STATED PROBLEM: Output the lines of the listing below, between the one containing "If you could place a marker on the decorative" and the one containing "point(126, 87)", inclusive, as a two-column CSV headed instruction and response, with one row pairing each instruction with its response. Put each field in quotation marks and replace any line breaks inside a field with spaces.

INPUT ROWS:

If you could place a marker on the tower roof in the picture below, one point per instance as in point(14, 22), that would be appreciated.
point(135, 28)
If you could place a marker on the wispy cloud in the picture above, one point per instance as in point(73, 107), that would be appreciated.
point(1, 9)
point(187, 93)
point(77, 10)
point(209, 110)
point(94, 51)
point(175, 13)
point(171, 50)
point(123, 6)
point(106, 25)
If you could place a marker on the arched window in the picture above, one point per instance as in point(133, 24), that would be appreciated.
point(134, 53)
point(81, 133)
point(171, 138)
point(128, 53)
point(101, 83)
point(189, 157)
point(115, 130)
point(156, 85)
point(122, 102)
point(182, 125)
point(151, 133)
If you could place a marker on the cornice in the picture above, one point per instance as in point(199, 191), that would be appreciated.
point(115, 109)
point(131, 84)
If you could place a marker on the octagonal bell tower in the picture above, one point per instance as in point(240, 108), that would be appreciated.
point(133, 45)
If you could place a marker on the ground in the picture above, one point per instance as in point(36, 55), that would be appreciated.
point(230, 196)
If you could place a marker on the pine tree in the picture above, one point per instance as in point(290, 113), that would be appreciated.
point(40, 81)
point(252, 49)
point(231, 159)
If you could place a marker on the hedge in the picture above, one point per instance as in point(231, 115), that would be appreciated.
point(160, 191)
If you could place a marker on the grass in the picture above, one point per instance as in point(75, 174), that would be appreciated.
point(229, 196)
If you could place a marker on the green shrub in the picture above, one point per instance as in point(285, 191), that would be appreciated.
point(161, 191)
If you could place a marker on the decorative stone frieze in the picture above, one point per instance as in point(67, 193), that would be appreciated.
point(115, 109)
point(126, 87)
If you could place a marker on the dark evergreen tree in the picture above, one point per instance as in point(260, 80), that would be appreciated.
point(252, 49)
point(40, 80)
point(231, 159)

WRITTEN SOLUTION:
instruction,response
"If you could place a marker on the decorative stone frieze in the picture above, one point per instance as in point(67, 193), that would be appreciated.","point(115, 109) point(126, 87)"